• LEESTEKST:
********

Meest opvallend is dat de direct betrokken duikers of hun buddy’s zelf bijna geen meldingen meer doen. In de meeste gevallen (66 van de 84) komen de meldingen van derden. Dat wil zeggen: uit de media of van ziekenhuizen die duikers hebben behandeld. ‘Dit is een probleem,’ schrijft DOSA-voorzitter David Wassing in het jaarverslag. ‘Want meldingen van de betrokkenen zelf bevatten vaak de meeste details. En die details stellen ons in staat een gedegen analyse te maken.’ Het effect hiervan zie je terug in de grafieken en het jaarverslag. In ongeveer de helft van de gevallen kan DOSA niet terugvinden hoe oud de betrokkene was, of het een man of een vrouw was en hoeveel duikervaring hij of zij had. De toedracht van het ongeval of incident blijft onbekend. Daarnaast stuurt de Vlaamse duikbond NELOS de meldingen door van incidenten met Belgische duikers in Nederland. NELOS is strikter op de ongevallenregistratie: melding geldt daar als voorwaarde bij de ongevallenverzekering. Dit kan ten onrechte het beeld opleveren dat Belgische duikers vaker brokken maken.

********

• AANGELEVERDE GEGEVENS:
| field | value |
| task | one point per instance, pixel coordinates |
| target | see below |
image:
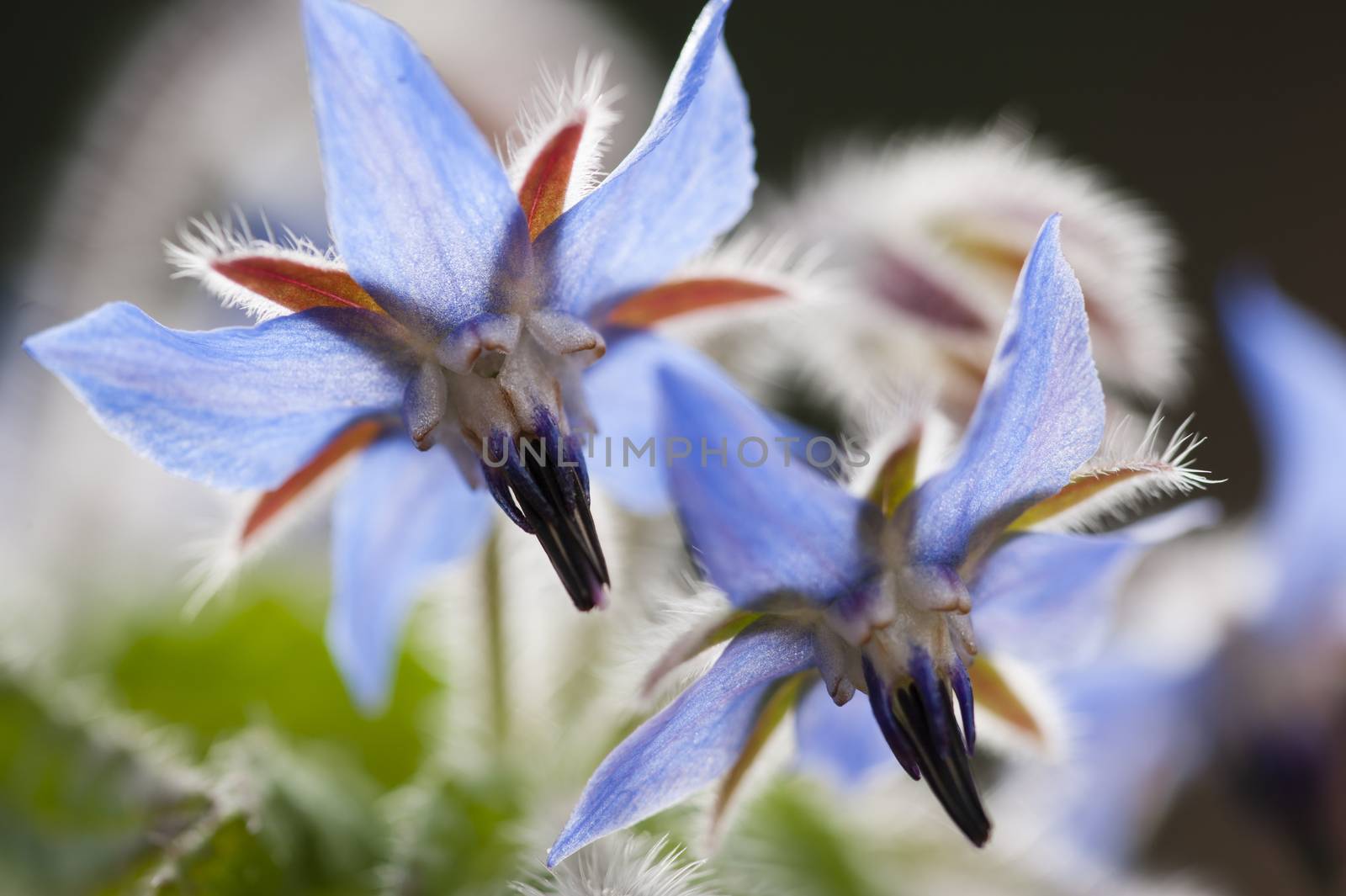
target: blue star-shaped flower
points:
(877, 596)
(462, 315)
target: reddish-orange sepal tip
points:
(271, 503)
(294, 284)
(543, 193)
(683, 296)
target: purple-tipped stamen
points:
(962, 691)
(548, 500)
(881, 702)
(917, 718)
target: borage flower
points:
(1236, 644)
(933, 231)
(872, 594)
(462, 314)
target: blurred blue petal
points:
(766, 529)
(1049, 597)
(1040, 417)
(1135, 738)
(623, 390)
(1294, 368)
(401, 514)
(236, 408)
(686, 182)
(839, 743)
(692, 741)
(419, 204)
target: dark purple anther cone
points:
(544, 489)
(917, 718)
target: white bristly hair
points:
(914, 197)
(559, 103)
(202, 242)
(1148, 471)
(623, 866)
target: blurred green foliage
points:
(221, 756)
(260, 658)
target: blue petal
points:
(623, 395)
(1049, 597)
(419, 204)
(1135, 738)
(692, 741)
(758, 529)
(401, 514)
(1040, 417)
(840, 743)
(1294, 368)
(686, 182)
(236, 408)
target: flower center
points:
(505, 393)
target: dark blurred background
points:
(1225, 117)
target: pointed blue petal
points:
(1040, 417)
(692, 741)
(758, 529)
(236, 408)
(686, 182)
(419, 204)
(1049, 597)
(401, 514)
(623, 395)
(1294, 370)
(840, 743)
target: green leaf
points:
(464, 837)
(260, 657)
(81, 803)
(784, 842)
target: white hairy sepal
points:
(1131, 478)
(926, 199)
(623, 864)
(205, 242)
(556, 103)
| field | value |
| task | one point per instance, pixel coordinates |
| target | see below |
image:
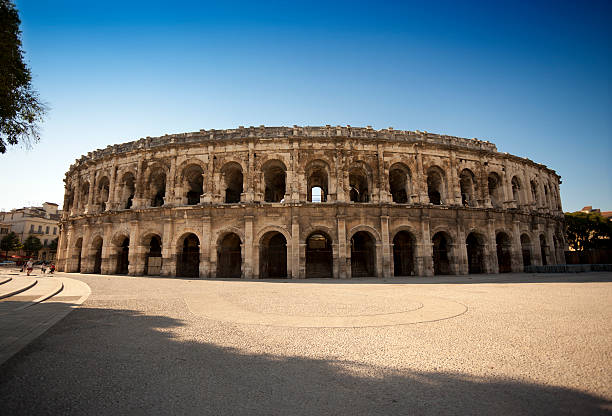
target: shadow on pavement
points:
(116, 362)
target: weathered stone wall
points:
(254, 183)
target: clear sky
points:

********

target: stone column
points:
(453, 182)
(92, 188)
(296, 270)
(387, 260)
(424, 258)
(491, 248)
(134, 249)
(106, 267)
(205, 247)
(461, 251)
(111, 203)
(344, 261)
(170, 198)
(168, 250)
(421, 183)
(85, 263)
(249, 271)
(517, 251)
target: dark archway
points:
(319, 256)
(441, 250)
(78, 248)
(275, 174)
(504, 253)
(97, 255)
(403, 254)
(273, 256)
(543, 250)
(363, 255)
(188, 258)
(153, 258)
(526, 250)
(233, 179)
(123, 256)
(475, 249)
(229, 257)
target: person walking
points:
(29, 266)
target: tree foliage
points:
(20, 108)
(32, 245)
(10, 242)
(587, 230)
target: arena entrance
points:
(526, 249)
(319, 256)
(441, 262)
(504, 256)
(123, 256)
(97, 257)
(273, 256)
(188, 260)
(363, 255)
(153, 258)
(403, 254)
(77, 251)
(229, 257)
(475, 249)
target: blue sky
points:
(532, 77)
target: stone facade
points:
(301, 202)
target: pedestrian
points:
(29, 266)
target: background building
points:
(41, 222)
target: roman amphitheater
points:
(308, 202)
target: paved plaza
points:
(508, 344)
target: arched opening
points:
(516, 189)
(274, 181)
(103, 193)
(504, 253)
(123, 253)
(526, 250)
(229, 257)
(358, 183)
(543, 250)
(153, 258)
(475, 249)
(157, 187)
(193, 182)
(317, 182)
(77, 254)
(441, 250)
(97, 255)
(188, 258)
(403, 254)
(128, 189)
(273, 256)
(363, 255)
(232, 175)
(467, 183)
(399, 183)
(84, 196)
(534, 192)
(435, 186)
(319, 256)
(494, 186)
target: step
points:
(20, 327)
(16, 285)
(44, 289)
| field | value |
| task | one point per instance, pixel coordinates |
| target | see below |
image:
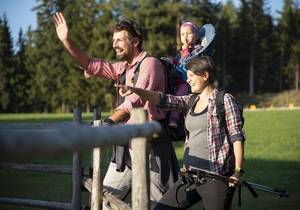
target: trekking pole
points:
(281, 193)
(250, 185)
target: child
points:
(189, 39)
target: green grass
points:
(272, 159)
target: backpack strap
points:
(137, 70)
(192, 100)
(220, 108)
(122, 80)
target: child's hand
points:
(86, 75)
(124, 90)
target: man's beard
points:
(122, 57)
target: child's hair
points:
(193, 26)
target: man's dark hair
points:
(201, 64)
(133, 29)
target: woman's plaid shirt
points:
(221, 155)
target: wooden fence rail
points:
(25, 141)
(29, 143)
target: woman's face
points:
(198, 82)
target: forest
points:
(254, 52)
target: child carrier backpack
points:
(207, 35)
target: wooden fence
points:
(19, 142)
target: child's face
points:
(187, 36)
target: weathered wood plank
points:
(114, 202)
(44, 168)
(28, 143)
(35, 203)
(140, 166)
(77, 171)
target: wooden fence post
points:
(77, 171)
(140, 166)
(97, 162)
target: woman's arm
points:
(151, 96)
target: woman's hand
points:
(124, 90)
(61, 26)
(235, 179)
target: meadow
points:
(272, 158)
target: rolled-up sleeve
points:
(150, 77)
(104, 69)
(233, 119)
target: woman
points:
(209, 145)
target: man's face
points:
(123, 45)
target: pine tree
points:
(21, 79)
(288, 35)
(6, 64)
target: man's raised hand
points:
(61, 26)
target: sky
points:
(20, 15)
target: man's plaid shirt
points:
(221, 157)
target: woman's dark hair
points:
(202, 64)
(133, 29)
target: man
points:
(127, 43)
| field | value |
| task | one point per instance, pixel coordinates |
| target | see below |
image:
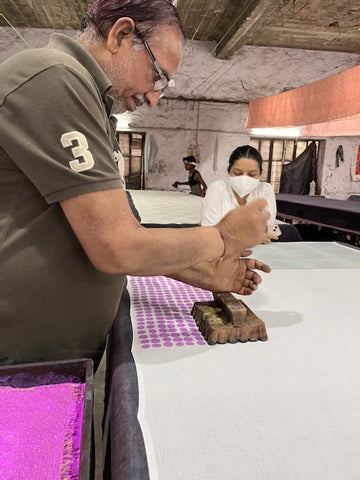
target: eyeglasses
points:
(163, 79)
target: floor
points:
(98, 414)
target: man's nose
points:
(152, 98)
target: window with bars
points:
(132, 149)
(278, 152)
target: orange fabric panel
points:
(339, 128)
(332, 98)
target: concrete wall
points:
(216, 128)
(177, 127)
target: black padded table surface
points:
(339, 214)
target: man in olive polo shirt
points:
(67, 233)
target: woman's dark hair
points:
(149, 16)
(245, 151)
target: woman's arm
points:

********

• UIT TE VOEREN TAKEN:
1: Geef aan hoeveel regels in de rijen het woord "woman" bevatten, waarbij het onderscheid tussen hoofdletters en kleine letters meetelt. Noteer alleen het aantal.
2: Zet de tekst over duikmeldingen voort, te beginnen na de laatste zin.
De tekst over duikmeldingen en de rijen vormen afzonderlijk materiaal.

• VERWACHTE ANTWOORDEN:
1: 8

2:
Raadsel
Het enige (geregistreerde) dodelijke ongeval in 2019 gebeurde op Bonaire. Daar dook een 55-jarige vrouw solo met een rebreather. Op 25 meter diepte werd zij gevonden, zonder mondstuk in haar mond. Een eerste onderzoek van de rebreather leverde geen aanwijzingen op van technische mankementen. De vermoedelijke doodsoorzaak is CO2 vergiftiging. Decompressieongevallen doen zich relatief vaak voor in combinatie met andere factoren: ongecontroleerde opstijging, meerdere diepe herhalingsduiken in een korte periode, zware inspanning tijdens de duik of stops overslaan wegens luchtgebrek. Een duiker moest door luchtgebrek de alternatieve luchtvoorziening van de buddy vragen maar stak deze ondersteboven in haar mond. Daardoor kreeg ze water binnen en kon de decompressie niet worden afgemaakt. Een duiker schrijft: ‘Ben een week op vakantie geweest om te duiken. Na de tweede duik kreeg ik rode vlekken op mijn buik, raadsel voor mij wat dit was. Na nog twee duiken de volgende dag liepen de verschijnselen op. Na veel Google en bellen bleek ik skin bends opgelopen te hebben.’ Uit de registratie blijkt niet of deze duiker zich heeft laten behandelen.
Onvoldoende duikvaardigheid leidt tot panieksituaties.
In tien gevallen speelt het verkeerd gebruik van materiaal een rol bij het ontstaan van een incident. Zo maakte een instructeur een ongecontroleerde opstijging omdat hij verkeerd was uitgelood. Ondanks de rommelige eerstehulpverlening hield hij er geen klachten aan over. Een andere duiker kwam in de problemen doordat een geleende loodgordel niet goed was vastgemaakt en losraakte. Ook dit leidde tot een ongecontroleerde opstijging van 8,5 meter diepte. Op de kant is na telefonisch raadplegen van een duikerarts een uur lang zuurstof toegediend. En een duiker had angstige momenten toen zijn wing vol water liep omdat de tie-wraps van de inflator waren geschoten. Duikmateriaal speelde in 2019 (10 keer) overigens een minder grote rol bij het ontstaan van duikongevallen en –incidenten dan in 2018 (29 keer). In vijf gevallen was sprake van valpartijen door gladheid of problemen met een duiktrap. Dat leidde onder meer tot een botbreuk, een gescheurde spier, een gekneusde knie en pijnlijke handen en knieën.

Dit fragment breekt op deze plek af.